The ORGanelle ASseMbler principles

Sequencing strategy: Low-coverage shotgun sequencing of genomic DNA

The resulting data of low-coverage shotgun sequencing of genomic DNA (gDNA), aka genome skimming, is the primary data used by ORG.asm. If we hypophethize that the organelle genomes represent several percent of the total gDNA (organellar genomes can be present in more than 1000 copies in a single cell), even with a modest depth of sequencing of the nuclear genome (around 1x coverage), on can hope to get more than 100x coverage for the organelle genomes and repeated regions (such as rDNA clusters). This allows the reconstruction of organelle genomes and repeated regions for up to 48 samples loaded in the same HiSeq 2500 lane.

For example, Consider that you sequence 3.10e6 pair-end reads -> 6.10e6 reads of 100bp

Organelle Chloroplast Mitochondria
Belonging organelle 5% 0.5%
Effective reads 300,000 30,000
Base pairs 30.10e6 3.10e6
Genome size 150kb 16Kb
Sequencing depth 200X 187X

This can be further observed using the k-mer frequency spectrum of a plant genome low-coverage shotgun sequencing. The spectrum shows particular a shape with a high number of non-frequent kmer and a bimodal shape at intermediate and high frequency.

This shape can be explained by the mix of the low coverage sequencing the high coverage sequecing of the chloroplastic genome. Indeed the nuclear genome sequencing is responsible for a large number of unique or nearly unique k-mer and the high coverage sequencing of the chloroplastic genome translate into the bimodal distribution of moderatly and highly encountered k-mers, the bimodal distribution being due to the large duplicated region (Inverted Repeat) typical of the chloroplastic genome.

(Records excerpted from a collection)
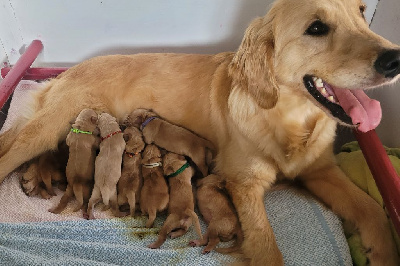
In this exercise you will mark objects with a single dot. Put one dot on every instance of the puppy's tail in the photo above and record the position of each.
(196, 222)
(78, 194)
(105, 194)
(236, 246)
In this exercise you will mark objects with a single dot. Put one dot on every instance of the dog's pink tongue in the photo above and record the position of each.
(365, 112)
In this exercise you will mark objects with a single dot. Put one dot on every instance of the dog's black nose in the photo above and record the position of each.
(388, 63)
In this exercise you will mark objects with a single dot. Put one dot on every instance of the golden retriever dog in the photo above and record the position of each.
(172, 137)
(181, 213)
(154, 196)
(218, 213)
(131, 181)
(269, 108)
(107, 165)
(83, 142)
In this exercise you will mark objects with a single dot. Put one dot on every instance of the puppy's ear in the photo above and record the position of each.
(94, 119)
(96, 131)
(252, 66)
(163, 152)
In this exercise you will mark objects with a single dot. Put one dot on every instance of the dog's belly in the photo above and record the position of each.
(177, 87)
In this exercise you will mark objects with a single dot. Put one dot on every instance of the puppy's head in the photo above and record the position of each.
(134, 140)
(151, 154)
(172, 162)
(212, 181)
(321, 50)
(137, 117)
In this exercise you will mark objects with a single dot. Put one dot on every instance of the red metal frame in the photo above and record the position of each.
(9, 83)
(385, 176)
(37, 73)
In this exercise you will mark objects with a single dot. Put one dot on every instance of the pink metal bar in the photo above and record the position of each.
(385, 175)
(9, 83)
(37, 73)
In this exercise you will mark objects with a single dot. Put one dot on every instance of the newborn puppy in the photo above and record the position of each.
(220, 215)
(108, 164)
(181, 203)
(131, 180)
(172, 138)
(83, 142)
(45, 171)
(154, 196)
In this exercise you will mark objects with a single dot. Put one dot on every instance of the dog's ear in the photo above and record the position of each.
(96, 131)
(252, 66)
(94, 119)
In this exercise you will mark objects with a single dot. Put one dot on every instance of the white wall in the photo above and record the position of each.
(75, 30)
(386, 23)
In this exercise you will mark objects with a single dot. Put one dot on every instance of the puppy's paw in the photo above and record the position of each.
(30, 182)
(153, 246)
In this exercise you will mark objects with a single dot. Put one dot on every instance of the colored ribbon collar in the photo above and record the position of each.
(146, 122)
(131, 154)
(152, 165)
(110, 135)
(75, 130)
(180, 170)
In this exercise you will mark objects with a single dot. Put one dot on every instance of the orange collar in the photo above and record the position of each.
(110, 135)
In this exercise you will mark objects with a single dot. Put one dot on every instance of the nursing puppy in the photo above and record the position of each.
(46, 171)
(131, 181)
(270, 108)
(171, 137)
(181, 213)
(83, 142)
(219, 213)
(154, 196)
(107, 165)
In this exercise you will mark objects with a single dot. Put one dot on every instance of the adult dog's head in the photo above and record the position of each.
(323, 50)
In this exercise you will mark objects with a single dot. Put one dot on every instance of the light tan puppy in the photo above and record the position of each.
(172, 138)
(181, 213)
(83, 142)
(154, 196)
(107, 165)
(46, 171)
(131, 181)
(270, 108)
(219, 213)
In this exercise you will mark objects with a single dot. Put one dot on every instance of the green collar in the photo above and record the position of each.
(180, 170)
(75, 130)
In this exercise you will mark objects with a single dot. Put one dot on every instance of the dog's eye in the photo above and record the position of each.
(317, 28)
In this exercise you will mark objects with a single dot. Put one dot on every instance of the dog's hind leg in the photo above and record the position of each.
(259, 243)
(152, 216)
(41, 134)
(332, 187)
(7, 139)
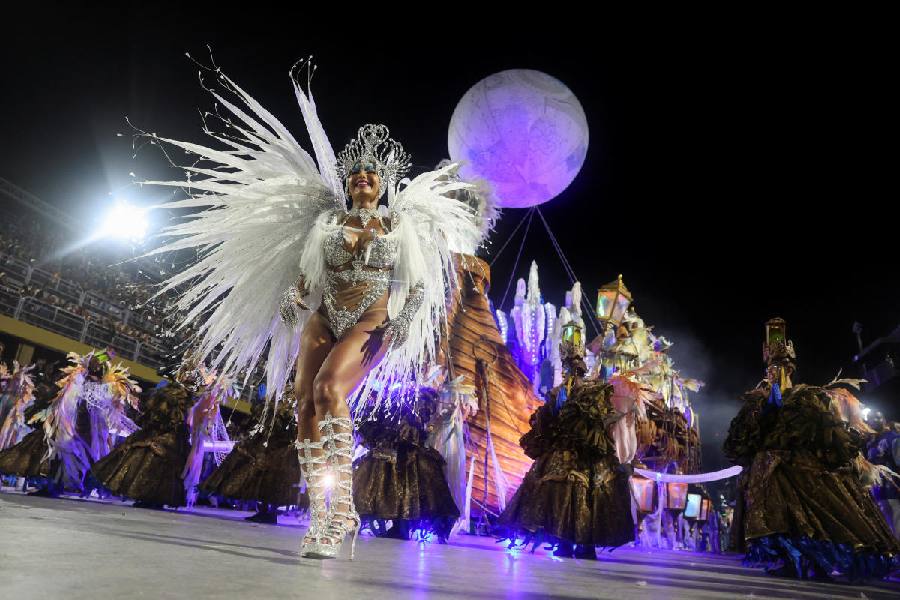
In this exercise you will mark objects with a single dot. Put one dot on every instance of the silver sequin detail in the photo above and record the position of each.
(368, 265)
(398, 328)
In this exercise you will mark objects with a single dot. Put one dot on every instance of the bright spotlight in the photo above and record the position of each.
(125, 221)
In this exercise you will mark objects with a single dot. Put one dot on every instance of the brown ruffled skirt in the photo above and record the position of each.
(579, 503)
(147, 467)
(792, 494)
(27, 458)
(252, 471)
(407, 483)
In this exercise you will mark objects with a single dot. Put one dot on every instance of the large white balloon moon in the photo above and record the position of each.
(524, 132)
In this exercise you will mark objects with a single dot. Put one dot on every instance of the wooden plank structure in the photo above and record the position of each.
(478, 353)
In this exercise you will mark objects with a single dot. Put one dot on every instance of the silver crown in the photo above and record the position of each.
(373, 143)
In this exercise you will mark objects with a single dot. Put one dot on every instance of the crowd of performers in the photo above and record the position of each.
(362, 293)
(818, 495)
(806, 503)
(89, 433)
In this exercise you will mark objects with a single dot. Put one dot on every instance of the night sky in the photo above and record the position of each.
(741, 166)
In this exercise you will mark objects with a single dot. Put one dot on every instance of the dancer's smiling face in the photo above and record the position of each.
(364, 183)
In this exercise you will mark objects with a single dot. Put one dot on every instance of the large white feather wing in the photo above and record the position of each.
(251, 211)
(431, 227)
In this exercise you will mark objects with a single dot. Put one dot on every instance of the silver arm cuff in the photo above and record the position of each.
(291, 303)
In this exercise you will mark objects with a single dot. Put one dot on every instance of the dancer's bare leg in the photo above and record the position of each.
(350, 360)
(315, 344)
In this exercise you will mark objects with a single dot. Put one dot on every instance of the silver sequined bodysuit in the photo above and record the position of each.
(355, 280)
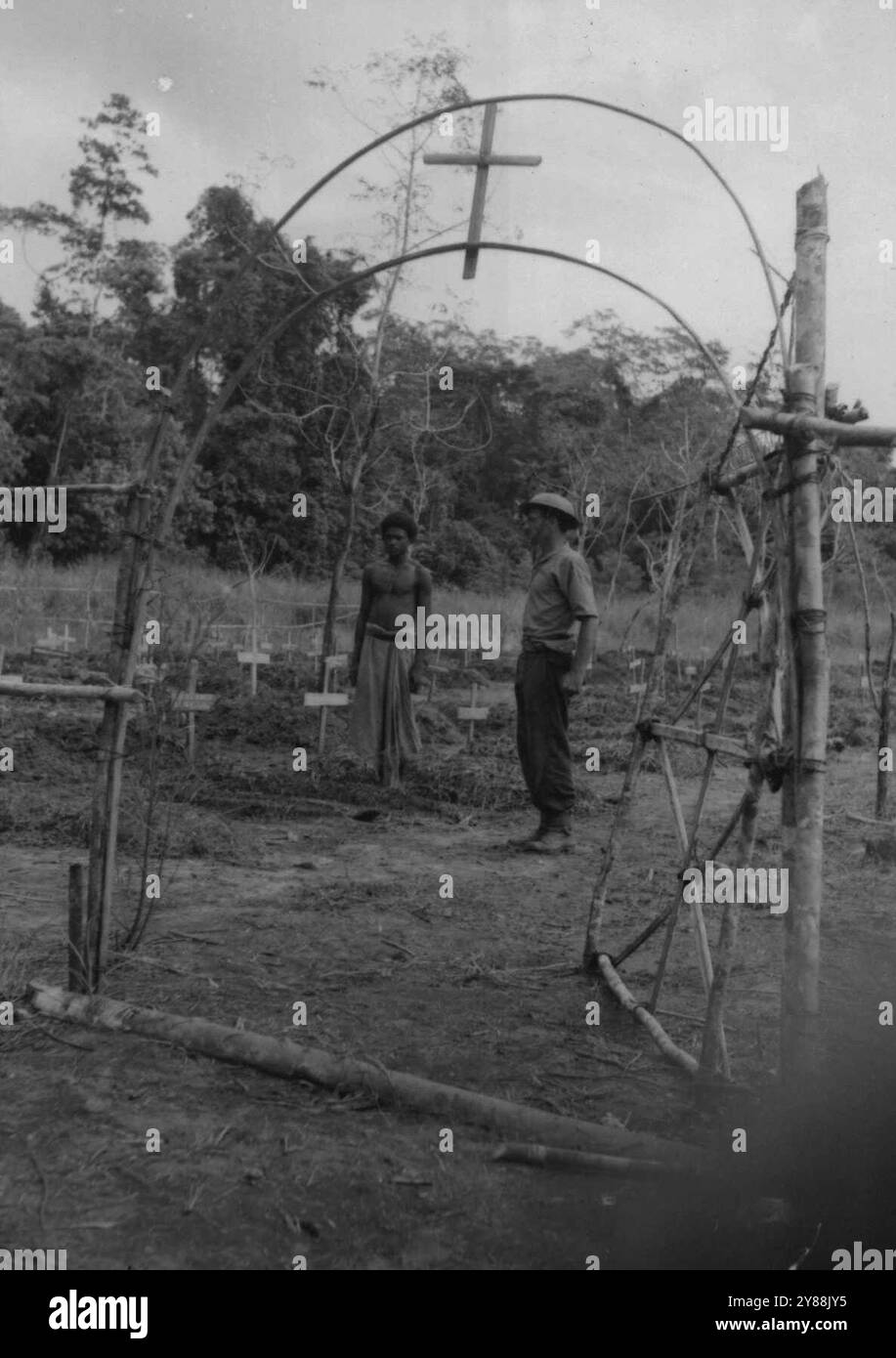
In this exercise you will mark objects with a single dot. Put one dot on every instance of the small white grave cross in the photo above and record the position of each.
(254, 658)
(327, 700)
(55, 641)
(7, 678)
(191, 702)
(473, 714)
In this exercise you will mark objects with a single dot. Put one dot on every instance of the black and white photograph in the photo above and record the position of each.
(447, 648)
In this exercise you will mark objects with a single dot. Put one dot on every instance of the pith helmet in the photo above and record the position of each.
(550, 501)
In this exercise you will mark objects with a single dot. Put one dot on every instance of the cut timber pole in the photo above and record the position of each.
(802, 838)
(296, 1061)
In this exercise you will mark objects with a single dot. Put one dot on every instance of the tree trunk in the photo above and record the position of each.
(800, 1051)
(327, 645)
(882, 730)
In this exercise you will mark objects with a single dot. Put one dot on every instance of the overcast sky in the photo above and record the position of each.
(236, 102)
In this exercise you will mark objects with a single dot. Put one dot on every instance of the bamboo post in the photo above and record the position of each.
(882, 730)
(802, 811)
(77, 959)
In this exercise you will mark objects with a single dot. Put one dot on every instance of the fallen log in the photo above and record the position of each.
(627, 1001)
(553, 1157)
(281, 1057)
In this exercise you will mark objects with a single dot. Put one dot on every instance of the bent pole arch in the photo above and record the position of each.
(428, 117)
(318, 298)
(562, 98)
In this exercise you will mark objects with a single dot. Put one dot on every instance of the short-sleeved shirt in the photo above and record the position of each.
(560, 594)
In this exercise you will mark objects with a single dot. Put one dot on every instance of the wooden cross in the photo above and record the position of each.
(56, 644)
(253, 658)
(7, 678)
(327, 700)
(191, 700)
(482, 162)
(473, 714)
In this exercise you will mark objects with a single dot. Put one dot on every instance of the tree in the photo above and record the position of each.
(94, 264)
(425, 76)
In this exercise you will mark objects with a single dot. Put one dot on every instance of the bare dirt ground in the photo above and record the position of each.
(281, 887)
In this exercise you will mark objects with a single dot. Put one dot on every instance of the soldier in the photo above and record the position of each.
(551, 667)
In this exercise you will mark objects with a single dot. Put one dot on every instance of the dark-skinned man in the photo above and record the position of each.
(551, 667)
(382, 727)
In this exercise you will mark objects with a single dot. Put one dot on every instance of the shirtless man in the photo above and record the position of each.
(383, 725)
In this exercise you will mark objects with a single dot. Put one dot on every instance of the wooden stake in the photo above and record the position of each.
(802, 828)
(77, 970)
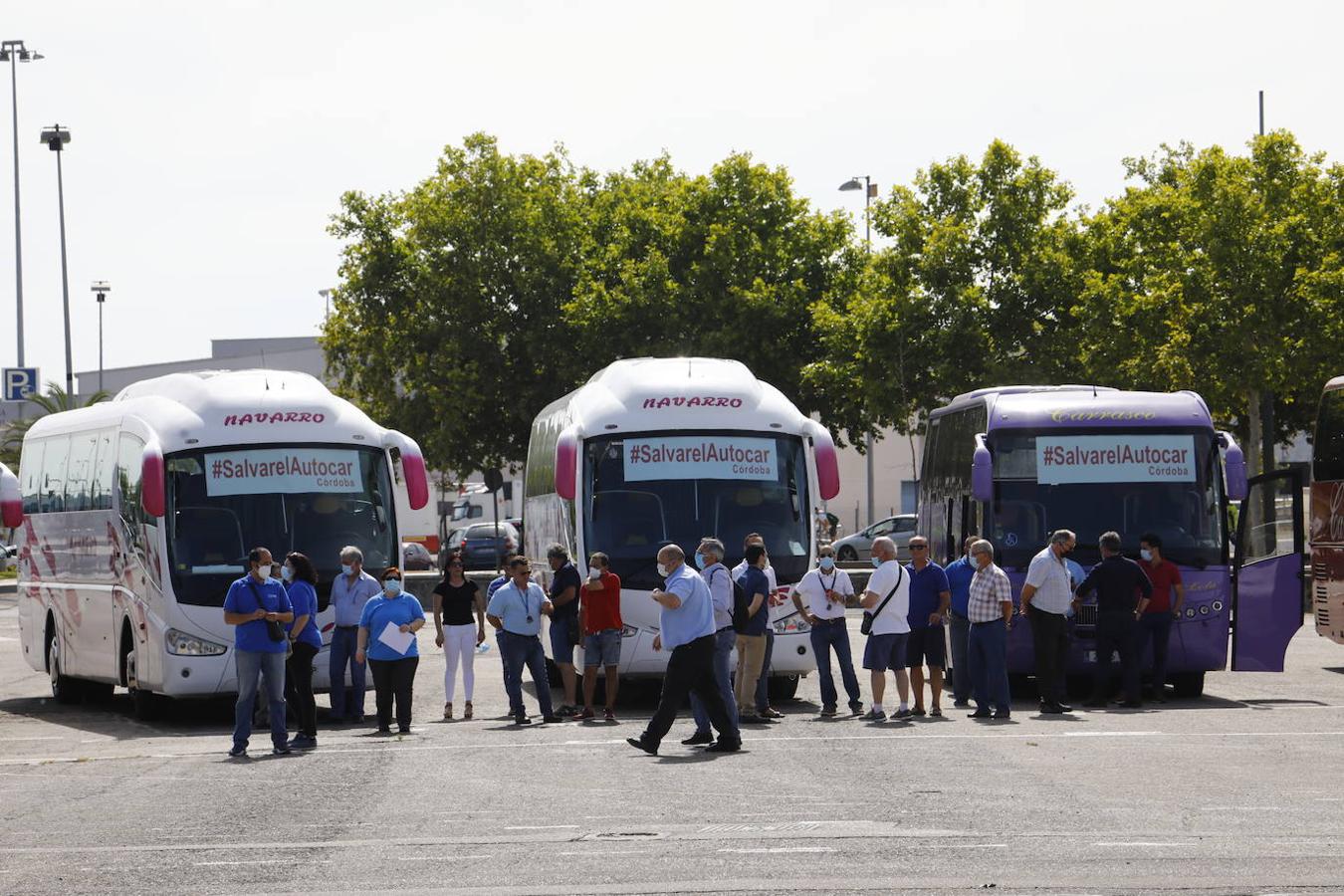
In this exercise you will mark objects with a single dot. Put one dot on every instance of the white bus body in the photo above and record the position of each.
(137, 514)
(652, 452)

■ WHAT THIS TASK INVOLVES
Can you carry on the text on ORG.asm principles, continuing after its final sentence?

■ RESPONSE TO THIS TASK
_images/Kmer-histogram.png

The assembly graph

The ORGanelle ASeMbler rely on a graph representation of the ongoing assembly. The graph used is what is called a De Bruijn graph but restricted to nodes representing substrings of a given length of the genome to reconstruct.

_images/graph.png

Figure 2: An example of the underlying graph (adapted from Compeau et al. (2011))

In our particular case, we work with words of the length of the reads produced by the shotgun sequencing. So the graph is also what is called a string graph for our set of reads (see Meyers (2005) for details).

The ORGanelle ASseMbler commands

Once installed, The ORGanelle ASeMbler enrich the command shell with the oa command. It is providing a set of sub-commands allowing for the complete assembling of small genomes (organelle genomes) from a genome skimming sequence dataset. You can have a basic idea on how to proced by following the tutorial.

_images/command-flowgram.png

Figure 3: The organelle assembler’s provides a set of commands.

Several of these commands (at least three) have to executed to complete an assembling process.

  • The bold green path indicates the minimal succession of commands you need to run to assemble a sequence from a set of illumina reads.
  • The green dotted path indicates an alternative succession of commands commonly run to achieve the assembling process.
  • The fine blue dotted arrows indicate the data used by each of the commands.
  • The fine red dotted arrows indicate the final results provided by commands.
  • The orange boxed commands correspond to utility commands not required for the assembling but sometime useful to get or restore some information.

The set of sub-commands can be splitted in several categories corresponding to the main steps of the assembling procedure.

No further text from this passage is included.